[Task to complete]: Lay out the lines below as a Markdown table with two columns, Number and Line, giving each line its own numbered row and leaving out blank lines.

[Material to process]:
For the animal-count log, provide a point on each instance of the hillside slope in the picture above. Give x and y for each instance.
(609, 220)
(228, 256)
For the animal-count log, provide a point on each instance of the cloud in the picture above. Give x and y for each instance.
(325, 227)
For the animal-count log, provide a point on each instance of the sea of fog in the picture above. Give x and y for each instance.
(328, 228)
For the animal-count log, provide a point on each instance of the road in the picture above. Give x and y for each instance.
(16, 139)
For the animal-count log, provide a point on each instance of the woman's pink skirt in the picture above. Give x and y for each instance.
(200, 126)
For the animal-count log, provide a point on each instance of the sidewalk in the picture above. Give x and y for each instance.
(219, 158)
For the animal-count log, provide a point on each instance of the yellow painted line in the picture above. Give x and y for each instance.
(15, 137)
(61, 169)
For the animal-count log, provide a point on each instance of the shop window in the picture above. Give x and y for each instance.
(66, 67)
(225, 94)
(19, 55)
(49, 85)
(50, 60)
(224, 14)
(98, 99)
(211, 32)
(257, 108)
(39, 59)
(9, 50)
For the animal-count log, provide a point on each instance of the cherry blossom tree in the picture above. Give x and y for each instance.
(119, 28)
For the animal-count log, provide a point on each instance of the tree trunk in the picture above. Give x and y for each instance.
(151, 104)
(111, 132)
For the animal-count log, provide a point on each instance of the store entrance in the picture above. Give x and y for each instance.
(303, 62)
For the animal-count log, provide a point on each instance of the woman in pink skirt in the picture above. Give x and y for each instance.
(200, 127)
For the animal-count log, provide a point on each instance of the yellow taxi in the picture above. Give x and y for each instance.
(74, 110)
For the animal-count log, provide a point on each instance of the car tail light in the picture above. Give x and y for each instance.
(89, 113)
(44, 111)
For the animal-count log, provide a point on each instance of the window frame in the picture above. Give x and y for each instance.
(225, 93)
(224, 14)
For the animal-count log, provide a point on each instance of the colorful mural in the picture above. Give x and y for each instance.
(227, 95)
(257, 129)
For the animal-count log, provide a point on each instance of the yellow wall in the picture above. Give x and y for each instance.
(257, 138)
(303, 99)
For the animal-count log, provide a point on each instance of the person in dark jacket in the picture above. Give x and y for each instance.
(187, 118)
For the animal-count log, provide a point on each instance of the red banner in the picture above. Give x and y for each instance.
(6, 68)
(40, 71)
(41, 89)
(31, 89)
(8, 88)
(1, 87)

[Expected answer]:
| Number | Line |
|---|---|
| 1 | For the animal-count log, provide a point on each instance of the hillside slope in the picture above. Give x and y for each instance. |
| 2 | (609, 220) |
| 3 | (228, 256) |
| 4 | For the animal-count log, provide a point on each instance of the cloud in the picture above. Give x and y for each instance. |
| 5 | (325, 227) |
| 6 | For the animal-count log, provide a point on each instance of the sea of fog in the picture above. Give x and y for each instance. |
| 7 | (328, 228) |
| 8 | For the animal-count log, provide a point on each instance of the road in the picture above. Give x and y for each instance. |
| 9 | (16, 139) |
| 10 | For the animal-count log, provide a point on each instance of the woman's pink skirt in the picture above. Give x and y for each instance. |
| 11 | (200, 126) |
| 12 | For the animal-count log, provide a point on each instance of the sidewalk in the picture above. Give x and y for each instance. |
| 13 | (219, 158) |
| 14 | For the animal-count log, provide a point on each instance of the yellow painted line in the picture above. Give x and y for each instance. |
| 15 | (15, 137) |
| 16 | (61, 169) |
| 17 | For the animal-count log, provide a point on each instance of the shop window in the picture above. Give x and y for each instance. |
| 18 | (66, 67) |
| 19 | (225, 94) |
| 20 | (19, 55) |
| 21 | (49, 85) |
| 22 | (50, 60) |
| 23 | (224, 14) |
| 24 | (98, 99) |
| 25 | (211, 32) |
| 26 | (257, 108) |
| 27 | (39, 59) |
| 28 | (9, 50) |
| 29 | For the animal-count log, provide a point on each instance of the cherry blossom tree in the picture above. Give x and y for each instance. |
| 30 | (119, 28) |
| 31 | For the animal-count log, provide a point on each instance of the tree trunk in the picture above. Give x and y for each instance. |
| 32 | (151, 104) |
| 33 | (111, 132) |
| 34 | For the animal-count log, provide a point on each instance of the store entrance in the picture above. Give x and y for each instance. |
| 35 | (303, 62) |
| 36 | For the animal-count log, provide a point on each instance of the woman in pink skirt in the picture above. Give x and y for each instance. |
| 37 | (200, 127) |
| 38 | For the animal-count log, provide a point on each instance of the yellow taxi in the picture above. Give x and y for each instance. |
| 39 | (74, 110) |
| 40 | For the animal-count log, provide a point on each instance of the car tail light in the picture above. Give x and y for each instance. |
| 41 | (89, 113) |
| 42 | (44, 111) |
| 43 | For the animal-count log, provide a point on each instance of the window frame in the picture above. Give x and y for each instance. |
| 44 | (225, 93) |
| 45 | (224, 14) |
| 46 | For the animal-count log, provide a point on each instance of the colorful mural in the picture above. Give x and y for each instance. |
| 47 | (227, 95) |
| 48 | (257, 129) |
| 49 | For the animal-count log, provide a point on each instance of the yellow wall in the picture above. Give x and y for each instance. |
| 50 | (257, 138) |
| 51 | (303, 99) |
| 52 | For the animal-count log, provide a point on each instance of the person in dark jacket in the picture above. Give x and y for each instance. |
| 53 | (187, 118) |
| 54 | For the animal-count log, provide a point on each instance of the red banner in the picture above. Give x and y for each instance. |
| 55 | (6, 68) |
| 56 | (40, 71) |
| 57 | (41, 89) |
| 58 | (31, 89) |
| 59 | (8, 88) |
| 60 | (1, 87) |